(Location labeling records)
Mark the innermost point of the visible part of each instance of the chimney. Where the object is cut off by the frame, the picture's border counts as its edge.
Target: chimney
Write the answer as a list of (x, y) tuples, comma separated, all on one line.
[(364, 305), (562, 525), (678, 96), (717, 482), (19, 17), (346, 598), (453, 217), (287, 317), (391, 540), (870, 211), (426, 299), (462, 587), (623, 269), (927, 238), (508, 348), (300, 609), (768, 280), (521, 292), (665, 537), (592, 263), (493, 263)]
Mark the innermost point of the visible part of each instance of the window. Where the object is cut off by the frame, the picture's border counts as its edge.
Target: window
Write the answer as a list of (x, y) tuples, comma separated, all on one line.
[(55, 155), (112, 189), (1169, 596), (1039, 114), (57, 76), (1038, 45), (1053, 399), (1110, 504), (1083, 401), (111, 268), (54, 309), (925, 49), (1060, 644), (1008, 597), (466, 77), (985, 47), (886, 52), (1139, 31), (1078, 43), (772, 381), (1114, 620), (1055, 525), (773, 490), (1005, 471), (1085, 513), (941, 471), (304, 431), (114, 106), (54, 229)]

• Exercise instructions:
Please write out all of the material above again, requests included, adding 61 to every coordinate in the answers.

• In response:
Mark the innermost point of the visible part of each instance of the chimney. Where the object is cut off by the frame, the picture's border counts as its edge.
Target: chimney
Write the answer as a list of (x, y) tuples, comma separated, all on one line.
[(425, 366), (623, 586), (739, 157), (778, 543), (80, 78), (407, 659), (514, 278), (348, 378), (452, 601), (931, 272), (487, 360), (523, 648), (684, 330), (988, 299), (569, 409), (361, 670), (829, 341), (582, 353), (726, 598), (653, 324), (554, 324)]
Mark the innermost point of the visible part of each instance of the window. Where the object is cut off by the frame, the picture's border counts as its edge.
Target: window
Write the answer as a list of (x, y) tuples, comma separated, all on one line.
[(116, 216), (173, 250), (1230, 657), (1100, 175), (118, 137), (1099, 106), (1114, 460), (1171, 565), (1144, 462), (172, 329), (115, 370), (986, 110), (1121, 705), (1069, 658), (527, 138), (1046, 108), (947, 113), (1200, 92), (1139, 104), (833, 442), (1175, 681), (1116, 586), (834, 551), (1066, 532), (1146, 574), (1002, 532), (365, 492), (175, 167), (115, 290)]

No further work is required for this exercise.